**Requirement**
Return all of the entries, keeping every word and mark as it is.

Segment Start: Data for review

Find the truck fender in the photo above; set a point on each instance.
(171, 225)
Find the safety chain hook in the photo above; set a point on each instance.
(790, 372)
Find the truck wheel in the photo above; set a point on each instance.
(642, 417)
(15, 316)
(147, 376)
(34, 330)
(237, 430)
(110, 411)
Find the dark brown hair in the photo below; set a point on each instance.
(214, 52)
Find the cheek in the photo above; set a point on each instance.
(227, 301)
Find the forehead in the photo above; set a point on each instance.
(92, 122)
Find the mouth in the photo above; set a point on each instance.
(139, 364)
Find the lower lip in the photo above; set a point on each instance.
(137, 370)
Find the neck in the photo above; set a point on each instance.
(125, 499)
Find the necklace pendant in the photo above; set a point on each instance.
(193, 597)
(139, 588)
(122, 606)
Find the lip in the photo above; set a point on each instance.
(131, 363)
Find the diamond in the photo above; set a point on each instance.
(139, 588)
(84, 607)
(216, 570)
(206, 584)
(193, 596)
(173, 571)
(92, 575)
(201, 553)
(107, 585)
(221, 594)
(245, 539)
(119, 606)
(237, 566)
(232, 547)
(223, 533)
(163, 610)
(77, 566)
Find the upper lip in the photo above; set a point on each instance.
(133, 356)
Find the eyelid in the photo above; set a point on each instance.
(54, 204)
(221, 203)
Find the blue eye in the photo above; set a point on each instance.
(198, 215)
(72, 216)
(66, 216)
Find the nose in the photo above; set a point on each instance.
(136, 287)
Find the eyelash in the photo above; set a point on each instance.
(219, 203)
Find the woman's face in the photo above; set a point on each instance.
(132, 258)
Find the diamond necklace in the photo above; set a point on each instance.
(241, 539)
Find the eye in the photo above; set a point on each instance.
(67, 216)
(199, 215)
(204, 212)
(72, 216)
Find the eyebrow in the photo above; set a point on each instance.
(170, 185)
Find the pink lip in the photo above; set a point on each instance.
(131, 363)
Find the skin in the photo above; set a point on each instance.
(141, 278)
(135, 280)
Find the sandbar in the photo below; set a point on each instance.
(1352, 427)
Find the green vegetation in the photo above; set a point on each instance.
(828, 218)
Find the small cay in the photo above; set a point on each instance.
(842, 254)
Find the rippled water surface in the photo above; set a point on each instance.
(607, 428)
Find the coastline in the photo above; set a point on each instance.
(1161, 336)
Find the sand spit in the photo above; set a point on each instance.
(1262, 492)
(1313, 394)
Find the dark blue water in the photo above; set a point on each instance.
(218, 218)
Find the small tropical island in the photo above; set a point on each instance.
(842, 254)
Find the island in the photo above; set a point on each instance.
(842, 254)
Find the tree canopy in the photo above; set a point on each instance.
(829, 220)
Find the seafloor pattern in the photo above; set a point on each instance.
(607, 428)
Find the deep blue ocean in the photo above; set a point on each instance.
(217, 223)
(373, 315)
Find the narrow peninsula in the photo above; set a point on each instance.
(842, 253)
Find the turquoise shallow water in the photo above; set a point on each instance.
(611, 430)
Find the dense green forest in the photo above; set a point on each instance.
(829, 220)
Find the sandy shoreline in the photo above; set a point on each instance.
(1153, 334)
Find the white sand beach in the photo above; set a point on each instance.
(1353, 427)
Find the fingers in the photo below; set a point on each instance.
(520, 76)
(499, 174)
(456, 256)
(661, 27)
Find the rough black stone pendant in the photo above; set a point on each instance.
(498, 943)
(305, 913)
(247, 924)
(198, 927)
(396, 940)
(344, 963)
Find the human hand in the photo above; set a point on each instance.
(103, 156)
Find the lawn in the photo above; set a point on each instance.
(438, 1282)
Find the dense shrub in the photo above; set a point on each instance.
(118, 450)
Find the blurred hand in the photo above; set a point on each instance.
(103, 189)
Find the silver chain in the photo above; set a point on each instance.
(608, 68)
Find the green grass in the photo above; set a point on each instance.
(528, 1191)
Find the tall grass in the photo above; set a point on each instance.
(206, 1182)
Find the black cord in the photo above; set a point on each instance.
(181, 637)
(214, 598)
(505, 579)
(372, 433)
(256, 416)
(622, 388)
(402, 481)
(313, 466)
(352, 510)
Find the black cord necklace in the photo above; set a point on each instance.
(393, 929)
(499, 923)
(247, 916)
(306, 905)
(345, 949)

Segment End: Data for review

**Answer to the exercise**
Find the truck fender in the photo above; set a point on each instance.
(171, 225)
Find the safety chain hook in the photo above; set a point on each instance.
(790, 372)
Find the truck wheel in the photo above; set a point on each instance.
(642, 417)
(15, 316)
(147, 376)
(34, 330)
(237, 430)
(110, 411)
Find the dark brown hair in the photo below; set a point on each instance.
(214, 52)
Find the cheek in the photo above; set a point on each instance.
(227, 301)
Find the forehead in the photo above; set a point on each instance.
(92, 122)
Find the mouth in the photo above; set a point on each instance.
(139, 364)
Find the lower lip in the photo above; set a point on each instance.
(137, 370)
Find the neck in the photo above; set a point on each instance.
(125, 499)
Find the necklace pendant in the photo above; set a point on each instance.
(193, 597)
(139, 588)
(122, 606)
Find the lip in the photo above; set a point on each instance.
(131, 363)
Find the diamond in the photo above; set a point on each instance.
(139, 588)
(84, 607)
(216, 570)
(206, 584)
(193, 596)
(173, 571)
(92, 575)
(201, 553)
(107, 585)
(221, 594)
(245, 539)
(119, 606)
(237, 566)
(232, 547)
(223, 533)
(163, 610)
(77, 566)
Find the upper lip in the photo above; set a point on each instance.
(133, 356)
Find the eyelid in the photo above; set a point on each instance.
(54, 204)
(221, 203)
Find the blue eye in the photo above; set a point on each instance.
(198, 215)
(72, 216)
(66, 216)
Find the nose in the photo above; set a point on each instance.
(136, 287)
Find the eyelash in the photo above; set a point on each instance.
(219, 203)
Find the woman's face in the photo above; set a point on each instance.
(132, 258)
Find the diamond necklace in the photo above; set a point on each instance.
(241, 539)
Find the eye in the photo above; set a point on each instance.
(67, 216)
(199, 215)
(204, 212)
(72, 216)
Find the eyebrow in the photo above; set a point on each instance.
(170, 185)
Find the pink lip in the photo above; set a point on each instance.
(131, 363)
Find the skin in the photo above; set a point on each instance.
(141, 278)
(135, 280)
Find the sandbar in the photo below; set a point on each instance.
(1352, 427)
Find the green vegetation in the photo above; set a point on each instance.
(828, 218)
Find the small cay in the photo above; set a point on each instance.
(842, 254)
Find the rippled water surface in the photo above; set a point on each instance.
(607, 428)
Find the coastline in the photo above; set a point on each instance.
(1161, 336)
Find the sand spit in the photo above; set a point on each instance.
(1262, 492)
(1313, 394)
Find the dark blue water in the photo above; set a point on each instance.
(218, 218)
Find the small tropical island in the photo above; set a point on each instance.
(842, 254)
Find the island in the photo above; set a point on each instance.
(842, 254)
Find the tree canopy in the photo above; set a point on each instance.
(829, 220)
Find the seafloor pattern in the photo above; set a point on each instance.
(607, 428)
Find the deep blue ocean in the photo above; set a point on each instance.
(217, 223)
(373, 315)
Find the narrow peninsula in the photo above; set a point on each instance.
(842, 253)
Find the turquoise shallow water in the photo above; set a point on each instance.
(611, 430)
Find the dense green forest in the photo above; set a point on each instance.
(829, 220)
Find the sandy shoreline in the photo above; set a point on each instance.
(1153, 334)
Find the white sand beach in the photo above; set a point on each instance.
(1353, 427)
Find the fingers in the photo below; set a point on each instance.
(520, 76)
(499, 174)
(456, 256)
(661, 27)
Find the rough black stone pendant in the photo above; set a point on each instance.
(498, 943)
(305, 913)
(247, 924)
(198, 927)
(396, 940)
(344, 963)
Find the human hand in the photo above; set a point on each instance.
(103, 156)
Find the lawn in the photo above; set a point on each instance.
(438, 1282)
Find the dense shrub in the photo above; set a point on each instance.
(118, 450)
Find the blurred hand in the photo above; set a point on each instance.
(103, 189)
Find the silver chain in the photo above; set a point on each instance.
(608, 68)
Find the green grass in the photo above; set a point on each instance.
(528, 1191)
Find the tall grass in the photo above; set a point on each instance.
(206, 1182)
Find the black cord in the photo above; set a point on each instance.
(181, 637)
(214, 598)
(505, 579)
(372, 433)
(256, 416)
(622, 388)
(402, 481)
(313, 466)
(352, 510)
Find the black cord necklace in the photo above; set a point on each instance.
(393, 929)
(499, 923)
(247, 916)
(306, 905)
(345, 949)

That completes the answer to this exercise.